%%

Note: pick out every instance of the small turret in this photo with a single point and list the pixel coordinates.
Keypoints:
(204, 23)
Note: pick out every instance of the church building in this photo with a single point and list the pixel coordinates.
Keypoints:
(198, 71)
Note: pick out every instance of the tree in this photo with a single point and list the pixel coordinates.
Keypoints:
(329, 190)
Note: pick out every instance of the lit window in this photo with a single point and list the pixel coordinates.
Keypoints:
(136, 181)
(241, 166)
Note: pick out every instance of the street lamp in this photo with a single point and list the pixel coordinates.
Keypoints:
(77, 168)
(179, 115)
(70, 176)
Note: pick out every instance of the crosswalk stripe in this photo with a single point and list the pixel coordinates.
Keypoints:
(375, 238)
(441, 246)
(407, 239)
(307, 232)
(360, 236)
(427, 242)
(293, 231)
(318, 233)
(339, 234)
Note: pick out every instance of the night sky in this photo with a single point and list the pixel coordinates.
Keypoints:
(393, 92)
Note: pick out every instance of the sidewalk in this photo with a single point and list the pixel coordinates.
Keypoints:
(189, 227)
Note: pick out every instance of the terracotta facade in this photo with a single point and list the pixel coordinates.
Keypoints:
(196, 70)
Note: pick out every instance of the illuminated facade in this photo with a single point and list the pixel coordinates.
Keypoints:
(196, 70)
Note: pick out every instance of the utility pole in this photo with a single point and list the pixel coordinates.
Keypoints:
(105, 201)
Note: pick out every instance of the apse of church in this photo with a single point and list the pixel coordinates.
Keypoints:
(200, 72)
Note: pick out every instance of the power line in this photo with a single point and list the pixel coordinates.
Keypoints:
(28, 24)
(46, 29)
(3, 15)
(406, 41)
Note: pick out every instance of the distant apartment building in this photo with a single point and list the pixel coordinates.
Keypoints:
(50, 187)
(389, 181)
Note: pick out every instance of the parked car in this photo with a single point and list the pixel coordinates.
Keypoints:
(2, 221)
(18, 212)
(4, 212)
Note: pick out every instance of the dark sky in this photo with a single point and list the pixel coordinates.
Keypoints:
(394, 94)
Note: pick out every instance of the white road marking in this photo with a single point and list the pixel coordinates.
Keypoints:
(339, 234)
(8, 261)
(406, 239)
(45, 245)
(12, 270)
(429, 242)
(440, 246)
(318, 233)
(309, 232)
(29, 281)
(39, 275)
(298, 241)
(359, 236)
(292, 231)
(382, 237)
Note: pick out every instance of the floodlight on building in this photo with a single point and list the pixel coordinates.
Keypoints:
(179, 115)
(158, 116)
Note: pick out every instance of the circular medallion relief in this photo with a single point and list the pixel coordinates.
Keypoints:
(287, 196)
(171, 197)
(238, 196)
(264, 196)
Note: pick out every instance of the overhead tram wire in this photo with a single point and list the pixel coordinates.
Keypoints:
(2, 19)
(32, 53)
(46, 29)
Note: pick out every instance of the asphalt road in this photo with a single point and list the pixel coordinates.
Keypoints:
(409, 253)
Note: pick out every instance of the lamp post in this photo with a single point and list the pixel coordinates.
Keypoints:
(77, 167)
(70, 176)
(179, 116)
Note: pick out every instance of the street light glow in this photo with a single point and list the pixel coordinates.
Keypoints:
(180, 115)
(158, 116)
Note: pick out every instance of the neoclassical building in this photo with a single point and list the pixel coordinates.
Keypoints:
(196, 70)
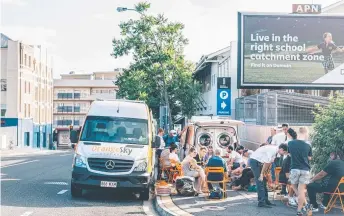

%%

Give back the whole listing as it stands, minus its pictures.

» Written solution:
Note: pick out every instance of the small turret in this photo with a single point and list the pixel coordinates.
Keypoints:
(204, 23)
Note: pick out every instance of the church building in this photo with a single point and list the pixel coordinates.
Keypoints:
(198, 71)
Note: pick out every instance of the tree in this photo with a single point and list the pixel coordinates.
Keypoints:
(329, 190)
Note: pick out every instance of the lit window in this photo with a single point and list the pixel coordinates.
Keypoints:
(136, 181)
(241, 166)
Note: pick out every instance of the street lamp in this photo with a single point and list the pixel coordinates.
Keypoints:
(77, 168)
(179, 115)
(70, 176)
Note: pick out every instance of the crosswalk stripe in this photo with a single point and list the pixel coordinates.
Keypoints:
(375, 238)
(441, 246)
(407, 239)
(307, 232)
(360, 236)
(427, 242)
(293, 231)
(318, 233)
(339, 234)
Note: pick out every instance of the night sky in this photo with a single point and list the pixel coordinates.
Keypoints:
(393, 92)
Note: pick out every instance of the sidewalk in this photo with a single point and list the pixel coordinates.
Keypoints:
(189, 227)
Note: pick out every instance of the terracotta facade in this photo with a single point and list the pixel coordinates.
Keypoints:
(196, 70)
Note: pick out every instance of the illuminated facade in this photo with a single point and list the pixel coordinates.
Keypoints:
(196, 70)
Note: pick out every instance of the utility pole in this photo with a single point and list the pixel coordinates.
Keypoints:
(105, 201)
Note: pick out every instance of the apse of church in this photo with a single point and list the pixel coordinates.
Keypoints:
(200, 72)
Note: pick out every instance of the power line in this photo with a single point and list the pixel coordinates.
Keypoints:
(28, 24)
(46, 29)
(3, 15)
(406, 41)
Note: pick out every instance of the distant apartment building in this photo with a single point and list the pixel coordinates.
Keypoints:
(50, 187)
(389, 181)
Note: pick out every instance of the parked car in this photo with a single point and list the pixel coordinates.
Keypoints:
(2, 221)
(18, 212)
(4, 212)
Note: pick out every instance of the dark sky in this photo with a single point and list the pixel coordinates.
Keypoints:
(394, 94)
Note: pick out every instance of the white road marking in this photo with a single point and list the pixel coordinates.
Keypoints:
(339, 234)
(8, 261)
(406, 239)
(45, 245)
(12, 270)
(429, 242)
(440, 246)
(318, 233)
(309, 232)
(29, 281)
(39, 275)
(298, 241)
(359, 236)
(292, 231)
(382, 237)
Note: pick out every instance of the floodlight on building in this photo with a single point and list the pixel coordinates.
Keypoints:
(179, 115)
(158, 116)
Note: pick out every instance of the circular medallion relief in this photo with a single point and list the pixel coordinates.
Keypoints:
(287, 196)
(171, 197)
(238, 196)
(264, 196)
Note: pick out every instance of the overhead tram wire in this photo with a single point and list the pixel coordinates.
Keypoints:
(2, 19)
(32, 53)
(46, 29)
Note: pick out every instance of the asphalt road in this photo with a single point and list the pixel coordinates.
Keypoints:
(409, 253)
Note: pick out every instance of the lamp post in this photo with a single point and list the pixel coordinates.
Keypoints:
(77, 167)
(70, 176)
(179, 116)
Note: pick out every instance of the street light glow in this photo with a single point and list the pixel coordinates.
Keypoints:
(180, 115)
(158, 116)
Note: pick out every instance of the neoclassical building in this photo with a single point and list the pixel coordinates.
Keypoints:
(196, 70)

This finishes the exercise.